| Aim |
Express the data below as a JSON list of strings, with one string for each line. Skip blank lines and leave the pictures out.
━━━ Material provided
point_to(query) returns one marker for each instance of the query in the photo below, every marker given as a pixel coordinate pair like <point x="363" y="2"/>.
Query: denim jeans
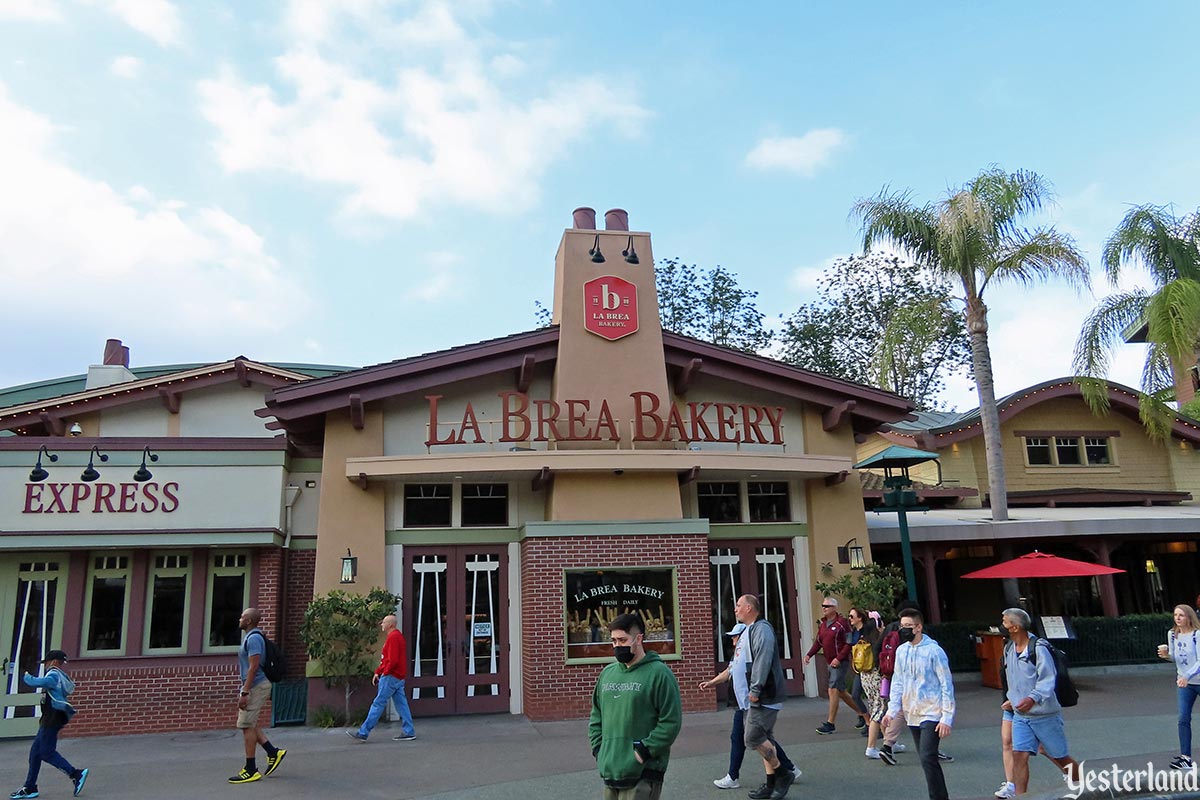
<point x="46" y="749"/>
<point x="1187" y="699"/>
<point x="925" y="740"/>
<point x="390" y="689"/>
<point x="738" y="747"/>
━━━━━━
| Task solution |
[
  "point_to(query) returns one marker for each instance of the query in the photo below, every marker given as a pixel coordinate pair like <point x=\"363\" y=\"2\"/>.",
  "Query: denim jeans",
  "<point x=\"46\" y=\"749\"/>",
  "<point x=\"1187\" y=\"699\"/>",
  "<point x=\"925\" y=\"740\"/>",
  "<point x=\"390\" y=\"689\"/>",
  "<point x=\"738\" y=\"747\"/>"
]